■ **THE PROBLEM**:
Count the lines of the listing below that contain the string "path", matching case exactly. Reply with the number alone.

■ **THE RECORDS**:
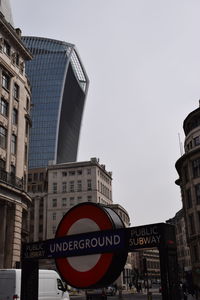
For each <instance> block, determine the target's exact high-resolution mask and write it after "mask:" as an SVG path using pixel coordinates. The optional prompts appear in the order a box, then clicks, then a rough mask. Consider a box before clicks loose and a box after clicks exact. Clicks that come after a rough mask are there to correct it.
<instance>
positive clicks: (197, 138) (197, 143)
mask: <svg viewBox="0 0 200 300" xmlns="http://www.w3.org/2000/svg"><path fill="white" fill-rule="evenodd" d="M194 145H195V146H198V145H200V136H197V137H195V138H194Z"/></svg>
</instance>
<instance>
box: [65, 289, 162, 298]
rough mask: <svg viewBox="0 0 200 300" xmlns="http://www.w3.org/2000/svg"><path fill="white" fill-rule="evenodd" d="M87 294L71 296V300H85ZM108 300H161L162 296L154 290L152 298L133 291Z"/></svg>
mask: <svg viewBox="0 0 200 300" xmlns="http://www.w3.org/2000/svg"><path fill="white" fill-rule="evenodd" d="M85 299H86V297H85V294H84V292H81V293H80V294H79V295H70V300H85ZM107 299H108V300H120V299H121V300H142V299H147V300H161V299H162V295H161V294H160V293H158V291H157V290H154V289H152V290H151V296H148V295H147V293H146V291H143V292H141V293H136V292H133V291H123V292H122V294H121V295H119V293H117V294H116V295H115V296H108V297H107Z"/></svg>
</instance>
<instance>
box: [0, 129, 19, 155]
mask: <svg viewBox="0 0 200 300" xmlns="http://www.w3.org/2000/svg"><path fill="white" fill-rule="evenodd" d="M7 134H8V133H7V129H6V128H4V127H3V126H1V125H0V147H1V148H3V149H6V146H7ZM10 147H11V154H14V155H15V154H16V151H17V136H16V135H15V134H12V135H11V144H10Z"/></svg>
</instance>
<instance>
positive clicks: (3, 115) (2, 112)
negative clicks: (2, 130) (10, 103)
mask: <svg viewBox="0 0 200 300" xmlns="http://www.w3.org/2000/svg"><path fill="white" fill-rule="evenodd" d="M0 113H1V114H2V115H3V116H4V117H7V116H8V102H7V101H5V100H4V99H3V98H1V100H0Z"/></svg>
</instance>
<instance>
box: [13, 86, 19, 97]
mask: <svg viewBox="0 0 200 300" xmlns="http://www.w3.org/2000/svg"><path fill="white" fill-rule="evenodd" d="M13 97H14V98H15V99H19V86H18V84H17V83H15V84H14V88H13Z"/></svg>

■ **EXPECTED OUTPUT**:
7